Does the 2nd field in file.csv contain fixed strings or regular expressions?
With your current scripts, it looks like you intentionally have leading spaces in file.csv that are not part of the file names and you have trailing spaces on some lines that you don't want to appear in the replacement strings. Is there some reason why you have leading and trailing spaces in file.csv?

Would you prefer to perform all of these actions in a single awk script instead of calling cut three times per file processed and sed once per file processed?

spacebar · January 25, 2013, 9:20pm

Try it like this:

while read rec
do
  file=`echo $rec | cut -d ";" -f1`
  pattern1=`echo $rec | cut -d ";" -f2`
  pattern2=`echo $rec | cut -d ";" -f3`
  sed -i "s/${pattern1}/${pattern2}/" $file
done <file.csv

bakunin · January 25, 2013, 9:47pm

First off, could you PLEASE stay away from the text formatting! Actually your text contained more formatting tags than actual text. If one tries to quote a part of it like i did it is hard work to sift through this endless stream of size- font- and whatnot-tags.

Requests.
1. Name the variables that the shell script in the forum thread assigns with an equals sign inside its loop.
2. Locate each line in the records that contains the string "chair", matching case exactly, and copy every such line.
The forum thread above has no connection to the records that come after it.

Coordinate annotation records
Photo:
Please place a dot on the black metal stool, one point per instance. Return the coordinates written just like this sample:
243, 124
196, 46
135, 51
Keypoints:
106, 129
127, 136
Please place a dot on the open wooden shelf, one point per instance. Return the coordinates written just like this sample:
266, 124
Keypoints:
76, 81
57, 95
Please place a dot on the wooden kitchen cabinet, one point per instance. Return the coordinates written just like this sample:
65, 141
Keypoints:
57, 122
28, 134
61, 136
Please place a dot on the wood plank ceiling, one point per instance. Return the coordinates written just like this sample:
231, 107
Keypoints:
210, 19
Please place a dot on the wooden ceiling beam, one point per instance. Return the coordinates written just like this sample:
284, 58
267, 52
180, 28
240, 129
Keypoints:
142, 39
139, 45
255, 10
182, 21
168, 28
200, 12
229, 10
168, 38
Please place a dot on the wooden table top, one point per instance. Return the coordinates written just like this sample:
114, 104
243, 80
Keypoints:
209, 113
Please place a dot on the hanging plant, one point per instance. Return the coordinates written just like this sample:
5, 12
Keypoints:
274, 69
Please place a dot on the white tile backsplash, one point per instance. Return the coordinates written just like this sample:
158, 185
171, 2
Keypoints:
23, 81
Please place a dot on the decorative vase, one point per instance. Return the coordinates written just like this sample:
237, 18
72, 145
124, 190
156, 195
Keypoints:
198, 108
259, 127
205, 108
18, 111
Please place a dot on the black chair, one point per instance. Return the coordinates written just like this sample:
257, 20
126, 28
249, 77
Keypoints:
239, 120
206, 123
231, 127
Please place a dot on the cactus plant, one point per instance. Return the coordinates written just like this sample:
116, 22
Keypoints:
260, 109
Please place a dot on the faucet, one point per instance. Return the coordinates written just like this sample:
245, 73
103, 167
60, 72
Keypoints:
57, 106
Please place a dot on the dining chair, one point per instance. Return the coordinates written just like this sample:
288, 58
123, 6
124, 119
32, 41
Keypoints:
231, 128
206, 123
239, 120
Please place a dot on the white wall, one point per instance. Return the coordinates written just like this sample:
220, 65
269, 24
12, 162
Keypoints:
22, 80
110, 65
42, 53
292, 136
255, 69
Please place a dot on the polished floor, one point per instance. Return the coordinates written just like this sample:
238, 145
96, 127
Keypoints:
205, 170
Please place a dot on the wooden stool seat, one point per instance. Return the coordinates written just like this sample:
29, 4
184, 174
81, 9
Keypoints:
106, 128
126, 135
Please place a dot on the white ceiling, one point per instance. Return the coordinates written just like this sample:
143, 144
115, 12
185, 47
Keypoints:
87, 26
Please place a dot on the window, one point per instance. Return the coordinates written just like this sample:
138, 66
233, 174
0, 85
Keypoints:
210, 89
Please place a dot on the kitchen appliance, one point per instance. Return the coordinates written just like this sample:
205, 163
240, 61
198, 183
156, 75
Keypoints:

Outputs by task.
1. file, pattern1, pattern2

2.
Please place a dot on the black chair, one point per instance. Return the coordinates written just like this sample:
Please place a dot on the dining chair, one point per instance. Return the coordinates written just like this sample:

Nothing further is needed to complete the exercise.